- Venue: CIBC Pan Am and Parapan Am Athletics Stadium
- Dates: July 25
- Competitors: 16 from 10 nations
- Winning time: 13:46.47

Medalists
| Gold medal | Juan Luis Barrios | Mexico |
| Silver medal | David Torrence | United States |
| Bronze medal | Víctor Aravena | Chile |

= Athletics at the 2015 Pan American Games – Men's 5000 metres =

The men's 5000 metres sprint competition of the athletics events at the 2015 Pan American Games took place on July 25 at the CIBC Pan Am and Parapan Am Athletics Stadium in Toronto, Canada. The defending Pan American Games champion is Juan Luis Barrios of Mexico.

ENTRIES SUPPLIED >>
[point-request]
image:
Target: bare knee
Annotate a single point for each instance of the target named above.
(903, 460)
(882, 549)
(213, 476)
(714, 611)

SET EXERCISE 1 >>
Which athletes does the men's 5000 metres text list as medalists?
SET EXERCISE 2 >>
Write the next part of the text on the men's 5000 metres at the 2015 Pan American Games, following on from its last sentence.

REPLY 1 >>
Juan Luis Barrios, David Torrence, Víctor Aravena

REPLY 2 >>
==Records==
Prior to this competition, the existing world and Pan American Games records were as follows:

| World record | Kenenisa Bekele (ETH) | 12:37.35 | Hengelo, Netherlands | May 31, 2004 |
| Pan American Games record | Ed Moran (USA) | 13:25.60 | Rio de Janeiro, Brazil | July 23, 2007 |

==Qualification==

Each National Olympic Committee (NOC) was able to enter up to two entrants providing they had met the minimum standard (14.23.00) in the qualifying period (January 1, 2014 to June 28, 2015).

==Schedule==

| Date | Time | Round |
|---|---|---|
| July 25, 2015 | 20:50 | Final |

==Results==
All times shown are in seconds.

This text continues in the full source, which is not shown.